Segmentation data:

%%

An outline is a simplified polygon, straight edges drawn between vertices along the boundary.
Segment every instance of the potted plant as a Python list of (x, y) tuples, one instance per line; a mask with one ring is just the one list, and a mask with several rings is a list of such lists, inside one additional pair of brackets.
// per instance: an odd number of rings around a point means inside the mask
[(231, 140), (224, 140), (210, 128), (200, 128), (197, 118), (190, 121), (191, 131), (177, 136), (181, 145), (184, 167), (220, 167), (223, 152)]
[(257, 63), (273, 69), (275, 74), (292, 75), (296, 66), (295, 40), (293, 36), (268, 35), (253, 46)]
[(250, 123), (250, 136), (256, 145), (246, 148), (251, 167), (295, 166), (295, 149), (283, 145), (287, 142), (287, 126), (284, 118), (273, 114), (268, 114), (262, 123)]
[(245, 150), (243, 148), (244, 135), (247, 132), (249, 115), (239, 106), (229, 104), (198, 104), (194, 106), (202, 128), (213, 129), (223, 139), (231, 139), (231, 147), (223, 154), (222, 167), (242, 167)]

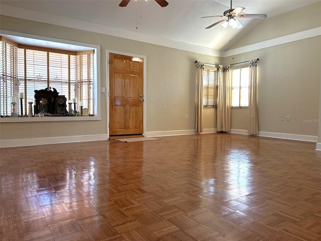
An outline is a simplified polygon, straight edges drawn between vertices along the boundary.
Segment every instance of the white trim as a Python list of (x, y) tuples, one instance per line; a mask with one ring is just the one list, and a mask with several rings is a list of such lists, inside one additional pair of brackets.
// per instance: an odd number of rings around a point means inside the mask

%%

* TASK PROMPT *
Copy all of the material above word for word, leaving out the pictures.

* FULL SOLUTION *
An outline is a simplified polygon, straight edges drawn between vertices along the boundary.
Segment every instance of the potted plant as a Python list of (x, y) tuples, one instance per line; a mask with one ring is just the one list, and a mask with several rings is a list of such lists, inside one additional pair of brackets.
// per instance: an odd number of rings around a point means inside the mask
[(231, 140), (224, 140), (210, 128), (200, 128), (197, 118), (190, 121), (191, 131), (177, 136), (181, 145), (184, 167), (220, 167), (223, 152)]
[(257, 63), (273, 69), (275, 74), (292, 75), (296, 66), (295, 40), (293, 36), (268, 35), (253, 46)]
[(250, 123), (250, 136), (256, 145), (246, 148), (251, 167), (295, 166), (295, 149), (283, 145), (287, 142), (287, 126), (284, 118), (273, 114), (268, 114), (262, 123)]
[(245, 150), (243, 148), (244, 135), (247, 132), (249, 115), (239, 106), (229, 104), (198, 104), (194, 106), (202, 128), (213, 129), (223, 139), (231, 139), (231, 147), (223, 154), (222, 167), (242, 167)]

An outline is a simplified polygon, straight edges drawn between vertices along the boundary.
Segment every instance of the white trim as a Python list of (x, y) tuples, one instance per line; a mask with one ring is just the one list, and a mask with several rings is a list of such lists, inside one additional pair of brackets.
// per instance: an odd number of rings around a point means inside the mask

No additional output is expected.